**TASK REQUIREMENTS**
All of the records below are to be given again word for word, with the pictures removed.

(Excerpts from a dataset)
■ ■ ■ ■
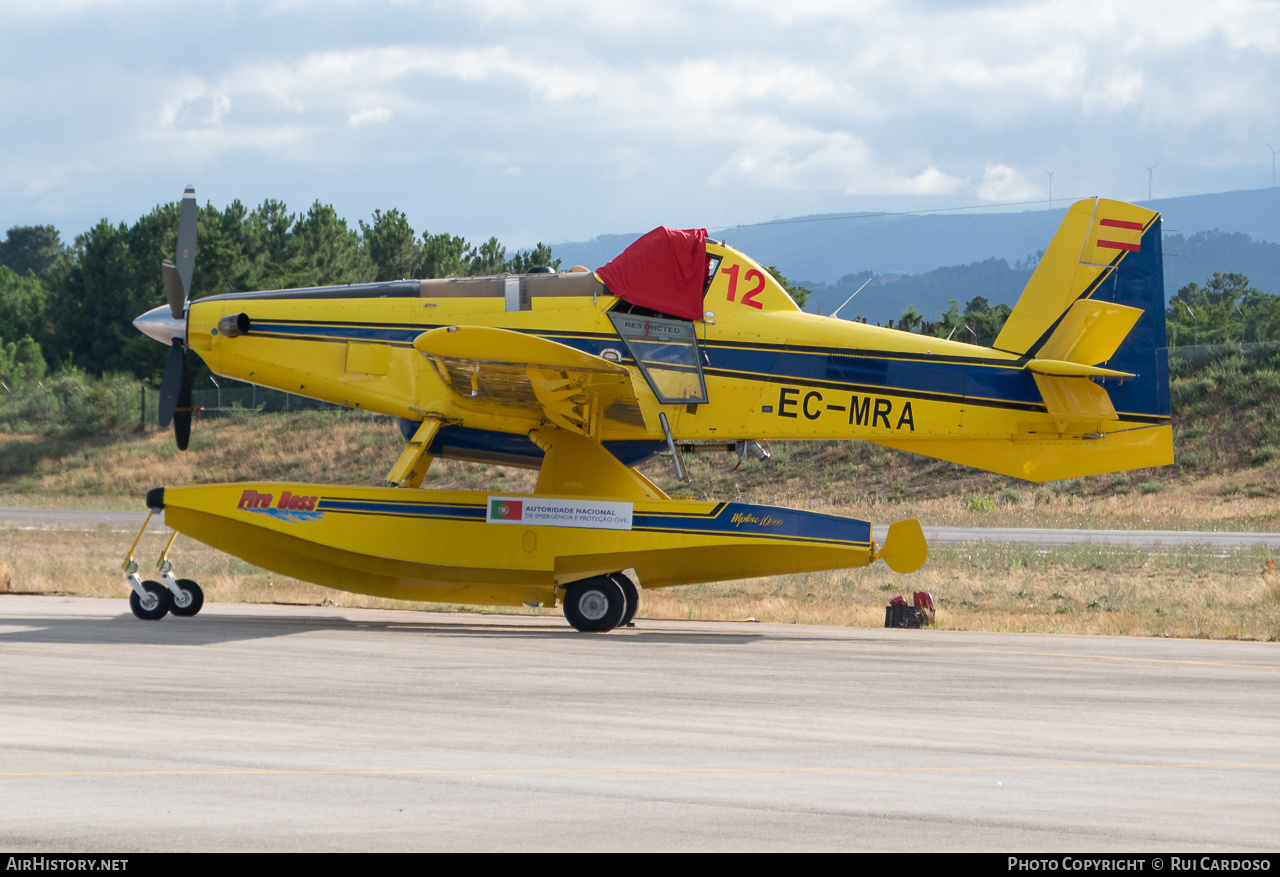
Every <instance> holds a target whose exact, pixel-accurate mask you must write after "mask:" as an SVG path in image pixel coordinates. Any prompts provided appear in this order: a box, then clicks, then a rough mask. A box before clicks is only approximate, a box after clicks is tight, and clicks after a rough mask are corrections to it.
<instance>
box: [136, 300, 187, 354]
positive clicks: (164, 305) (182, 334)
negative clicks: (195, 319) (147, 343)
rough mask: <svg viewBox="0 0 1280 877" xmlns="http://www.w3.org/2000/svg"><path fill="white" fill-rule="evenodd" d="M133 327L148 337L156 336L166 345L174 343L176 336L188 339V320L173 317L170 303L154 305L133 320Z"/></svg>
mask: <svg viewBox="0 0 1280 877" xmlns="http://www.w3.org/2000/svg"><path fill="white" fill-rule="evenodd" d="M133 328H136V329H137V330H138V332H141V333H142V334H145V335H147V337H148V338H155V339H156V341H159V342H160V343H161V344H164V346H165V347H169V346H170V344H173V339H174V338H182V339H183V341H187V321H186V320H175V319H173V312H172V311H170V310H169V306H168V305H161V306H160V307H152V309H151V310H150V311H147V312H146V314H143V315H142V316H140V318H138V319H136V320H134V321H133Z"/></svg>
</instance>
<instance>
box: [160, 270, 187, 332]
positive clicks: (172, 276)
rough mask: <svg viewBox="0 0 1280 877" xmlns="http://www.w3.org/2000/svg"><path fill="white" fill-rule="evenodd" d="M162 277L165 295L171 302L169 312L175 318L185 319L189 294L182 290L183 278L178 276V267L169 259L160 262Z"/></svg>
mask: <svg viewBox="0 0 1280 877" xmlns="http://www.w3.org/2000/svg"><path fill="white" fill-rule="evenodd" d="M160 279H161V280H164V297H165V300H166V301H168V302H169V312H170V314H173V319H175V320H180V319H183V316H186V314H184V311H186V309H187V296H184V294H183V292H182V278H180V277H178V268H177V266H175V265H174V264H173V262H172V261H169V260H168V259H165V260H164V261H163V262H160Z"/></svg>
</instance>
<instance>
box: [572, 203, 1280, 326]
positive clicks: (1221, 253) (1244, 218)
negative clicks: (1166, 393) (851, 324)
mask: <svg viewBox="0 0 1280 877" xmlns="http://www.w3.org/2000/svg"><path fill="white" fill-rule="evenodd" d="M1144 204H1146V205H1147V206H1149V207H1151V209H1153V210H1158V211H1161V214H1162V215H1164V219H1165V223H1164V228H1165V255H1166V257H1165V298H1166V300H1172V297H1174V296H1175V294H1176V293H1178V291H1179V289H1181V288H1183V287H1185V286H1187V284H1189V283H1203V282H1204V280H1206V279H1208V278H1212V277H1213V274H1215V273H1216V271H1224V273H1225V271H1235V273H1240V274H1244V275H1247V277H1248V278H1249V280H1251V283H1252V284H1253V286H1254V287H1257V288H1260V289H1266V291H1268V292H1280V188H1268V189H1248V191H1240V192H1220V193H1213V195H1196V196H1188V197H1179V198H1164V200H1156V201H1151V202H1144ZM1065 213H1066V204H1065V202H1064V205H1062V207H1057V209H1053V210H1028V211H1021V213H998V214H980V213H965V214H960V213H956V214H932V215H902V214H899V215H883V214H844V215H826V216H800V218H796V219H785V220H780V221H776V223H762V224H759V225H742V227H739V228H727V229H716V230H713V236H714V237H723V238H726V239H727V241H728V243H730V245H732V246H735V247H737V248H739V250H741V251H742V252H745V253H748V255H749V256H751V257H753V259H755V260H758V261H760V262H763V264H765V265H776V266H777V268H778V270H780V271H782V273H785V274H786V275H787V277H791V278H795V280H796V283H797V284H800V286H805V287H808V288H810V289H812V291H813V296H810V298H809V301H808V303H806V305H805V310H806V311H812V312H818V311H820V312H823V314H831V311H832V310H833V309H836V307H837V306H838V305H840V303H841V302H842V301H845V300H846V298H847V297H849V296H850V294H851V293H852V292H854V291H855V289H858V287H860V286H861V284H863V282H864V280H867V279H868V278H873V279H872V282H870V283H869V284H868V286H867V288H865V289H863V292H861V293H859V296H858V298H855V300H854V301H852V302H850V305H847V306H846V307H845V310H842V311H841V316H855V315H858V314H861V315H863V316H865V318H867V319H868V320H869V321H870V323H882V324H883V323H888V321H890V320H897V319H899V318H900V316H901V315H902V312H904V311H906V310H908V309H909V307H911V306H914V307H915V309H916V310H918V311H919V312H920V314H923V315H924V318H925V319H928V320H932V319H934V316H936V315H937V314H940V312H943V311H946V310H947V306H948V301H951V300H955V301H957V302H959V303H960V305H961V306H963V305H964V303H965V302H966V301H969V300H970V298H973V297H974V296H982V297H984V298H987V300H988V301H991V302H993V303H1000V302H1002V303H1007V305H1012V303H1014V302H1015V301H1016V298H1018V296H1019V294H1020V293H1021V291H1023V287H1024V286H1025V283H1027V279H1028V278H1029V277H1030V271H1032V269H1033V268H1034V265H1036V260H1037V259H1038V253H1039V252H1041V251H1043V250H1044V247H1046V246H1048V242H1050V239H1051V238H1052V237H1053V233H1055V232H1056V230H1057V227H1059V224H1060V223H1061V221H1062V216H1064V215H1065ZM635 238H636V234H605V236H600V237H598V238H595V239H594V241H588V242H581V243H559V245H556V253H557V255H558V256H561V257H562V259H564V261H566V264H572V262H581V264H582V265H588V266H590V268H595V266H598V265H603V264H604V262H605V261H608V260H609V259H612V257H613V256H616V255H617V253H618V252H621V251H622V250H623V248H625V247H626V246H627V245H628V243H631V241H634V239H635Z"/></svg>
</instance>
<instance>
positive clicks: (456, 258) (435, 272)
mask: <svg viewBox="0 0 1280 877" xmlns="http://www.w3.org/2000/svg"><path fill="white" fill-rule="evenodd" d="M468 250H470V246H468V245H467V239H466V238H461V237H457V236H453V234H431V233H430V232H422V261H421V262H420V268H419V270H420V271H421V277H424V278H438V277H457V275H460V274H463V273H465V270H463V269H465V265H466V255H467V251H468Z"/></svg>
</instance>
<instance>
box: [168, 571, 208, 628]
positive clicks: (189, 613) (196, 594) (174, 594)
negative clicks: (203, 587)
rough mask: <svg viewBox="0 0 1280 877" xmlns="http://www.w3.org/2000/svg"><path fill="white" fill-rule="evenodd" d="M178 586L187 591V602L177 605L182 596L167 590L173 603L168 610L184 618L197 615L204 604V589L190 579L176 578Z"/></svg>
mask: <svg viewBox="0 0 1280 877" xmlns="http://www.w3.org/2000/svg"><path fill="white" fill-rule="evenodd" d="M178 586H179V588H182V590H184V591H186V593H187V595H188V598H187V604H186V606H179V603H180V602H182V598H180V597H178V595H175V594H174V593H173V591H172V590H170V591H169V599H170V600H172V603H173V604H172V606H170V607H169V611H170V612H173V613H174V615H177V616H183V617H186V618H189V617H191V616H193V615H197V613H198V612H200V609H201V607H204V606H205V591H204V589H202V588H201V586H200V585H197V584H196V583H195V581H192V580H191V579H178Z"/></svg>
■ ■ ■ ■
**EXERCISE SOLUTION**
Every <instance> holds a target whose exact, pixel-accurate mask you must write after "mask:" as an SVG path in image pixel coordinates. Any prompts provided appear in this order: a box, then clicks, then a rough mask. A box before clicks is only approximate, a box after clicks is tight, and clicks after a rough mask are corrections to it.
<instance>
box: [136, 300, 187, 354]
positive clicks: (164, 305) (182, 334)
negative clicks: (195, 319) (147, 343)
rough mask: <svg viewBox="0 0 1280 877" xmlns="http://www.w3.org/2000/svg"><path fill="white" fill-rule="evenodd" d="M133 327L148 337L156 336L166 345L174 343L176 336L188 339V320L173 317L170 303L154 305L133 320Z"/></svg>
mask: <svg viewBox="0 0 1280 877" xmlns="http://www.w3.org/2000/svg"><path fill="white" fill-rule="evenodd" d="M133 328H136V329H137V330H138V332H141V333H142V334H145V335H147V337H148V338H155V339H156V341H159V342H160V343H161V344H164V346H165V347H169V346H170V344H173V339H174V338H182V339H183V341H187V321H186V320H175V319H173V312H172V311H170V310H169V306H168V305H161V306H160V307H152V309H151V310H150V311H147V312H146V314H143V315H142V316H140V318H138V319H136V320H134V321H133Z"/></svg>
</instance>
<instance>
box: [160, 270, 187, 332]
positive clicks: (172, 276)
rough mask: <svg viewBox="0 0 1280 877" xmlns="http://www.w3.org/2000/svg"><path fill="white" fill-rule="evenodd" d="M162 277L165 295L171 302L169 312L175 318L185 319L189 294L182 290L183 278L178 276V267L169 259L160 262Z"/></svg>
mask: <svg viewBox="0 0 1280 877" xmlns="http://www.w3.org/2000/svg"><path fill="white" fill-rule="evenodd" d="M160 279H161V280H164V297H165V300H166V301H168V302H169V312H170V314H173V319H175V320H180V319H183V316H186V314H184V311H186V309H187V296H184V294H183V292H182V278H180V277H178V268H177V266H175V265H174V264H173V262H172V261H169V260H168V259H165V260H164V261H163V262H160Z"/></svg>
</instance>
<instance>
box: [572, 203, 1280, 326]
positive clicks: (1221, 253) (1244, 218)
negative clicks: (1166, 393) (851, 324)
mask: <svg viewBox="0 0 1280 877" xmlns="http://www.w3.org/2000/svg"><path fill="white" fill-rule="evenodd" d="M1144 204H1146V205H1147V206H1149V207H1151V209H1153V210H1158V211H1161V214H1162V215H1164V219H1165V223H1164V228H1165V255H1166V257H1165V298H1166V300H1172V297H1174V296H1175V294H1176V293H1178V291H1179V289H1181V288H1183V287H1185V286H1187V284H1189V283H1203V282H1204V280H1206V279H1208V278H1212V277H1213V274H1215V273H1216V271H1224V273H1225V271H1235V273H1240V274H1244V275H1247V277H1248V278H1249V280H1251V283H1252V284H1253V286H1254V287H1257V288H1260V289H1266V291H1268V292H1280V188H1268V189H1248V191H1240V192H1220V193H1213V195H1196V196H1188V197H1179V198H1164V200H1156V201H1151V202H1144ZM1065 213H1066V204H1065V202H1064V205H1062V207H1057V209H1053V210H1028V211H1021V213H998V214H980V213H965V214H960V213H956V214H932V215H902V214H899V215H883V214H844V215H826V216H800V218H796V219H785V220H780V221H776V223H762V224H759V225H742V227H739V228H727V229H716V230H713V236H714V237H723V238H726V239H727V241H728V243H730V245H732V246H735V247H737V248H739V250H741V251H742V252H745V253H748V255H749V256H751V257H753V259H755V260H758V261H760V262H763V264H765V265H776V266H777V268H778V270H780V271H782V273H785V274H786V275H787V277H791V278H795V280H796V283H797V284H800V286H805V287H808V288H810V289H812V291H813V296H810V298H809V301H808V303H806V305H805V310H806V311H812V312H818V311H820V312H823V314H831V311H832V310H833V309H836V307H837V306H838V305H840V303H841V302H842V301H845V300H846V298H847V297H849V296H850V294H851V293H852V292H854V291H855V289H858V287H860V286H861V284H863V282H864V280H867V279H868V278H873V279H872V282H870V283H869V284H868V286H867V288H865V289H863V292H861V293H859V296H858V298H855V300H854V301H852V302H850V305H847V306H846V307H845V310H842V311H841V316H855V315H858V314H861V315H863V316H865V318H867V319H868V320H869V321H870V323H882V324H883V323H888V321H890V320H897V319H899V318H900V316H901V315H902V312H904V311H906V310H908V309H909V307H911V306H914V307H915V309H916V310H918V311H919V312H920V314H923V315H924V318H925V319H928V320H932V319H934V316H936V315H937V314H940V312H943V311H946V310H947V306H948V301H951V300H955V301H957V302H959V303H960V305H961V306H963V305H964V303H965V302H966V301H969V300H970V298H973V297H974V296H982V297H984V298H987V300H988V301H991V302H993V303H1000V302H1002V303H1007V305H1012V303H1014V302H1015V301H1016V298H1018V296H1019V294H1020V293H1021V291H1023V287H1024V286H1025V283H1027V279H1028V278H1029V277H1030V271H1032V269H1033V268H1034V265H1036V260H1037V259H1038V253H1039V252H1041V251H1043V250H1044V247H1046V246H1048V242H1050V239H1051V238H1052V237H1053V233H1055V232H1056V230H1057V227H1059V224H1060V223H1061V221H1062V216H1064V215H1065ZM635 238H636V234H605V236H600V237H598V238H595V239H594V241H588V242H581V243H559V245H556V253H557V255H558V256H561V257H562V259H564V261H566V264H572V262H581V264H582V265H588V266H590V268H595V266H598V265H603V264H604V262H605V261H608V260H609V259H612V257H613V256H616V255H617V253H618V252H621V251H622V250H623V248H625V247H626V246H627V245H628V243H631V241H634V239H635Z"/></svg>
</instance>
<instance>
positive clicks: (456, 258) (435, 272)
mask: <svg viewBox="0 0 1280 877" xmlns="http://www.w3.org/2000/svg"><path fill="white" fill-rule="evenodd" d="M468 250H470V246H468V245H467V239H466V238H461V237H457V236H453V234H431V233H430V232H422V261H421V262H420V268H419V270H420V271H421V277H424V278H438V277H457V275H460V274H463V273H465V270H463V269H465V265H466V255H467V251H468Z"/></svg>
</instance>
<instance>
box: [168, 571, 208, 628]
positive clicks: (189, 613) (196, 594) (174, 594)
negative clicks: (203, 587)
rough mask: <svg viewBox="0 0 1280 877" xmlns="http://www.w3.org/2000/svg"><path fill="white" fill-rule="evenodd" d="M178 586L187 591V602L177 605L182 596L167 590L173 603L168 610L184 618L197 615L204 604V589L190 579L176 578Z"/></svg>
mask: <svg viewBox="0 0 1280 877" xmlns="http://www.w3.org/2000/svg"><path fill="white" fill-rule="evenodd" d="M178 586H179V588H182V590H184V591H186V593H187V595H188V598H187V604H186V606H179V603H180V602H182V598H180V597H178V595H175V594H174V593H173V591H172V590H170V591H169V599H170V600H172V603H173V604H172V606H170V607H169V611H170V612H173V613H174V615H177V616H183V617H186V618H189V617H191V616H193V615H197V613H198V612H200V609H201V607H204V606H205V591H204V589H202V588H201V586H200V585H197V584H196V583H195V581H192V580H191V579H178Z"/></svg>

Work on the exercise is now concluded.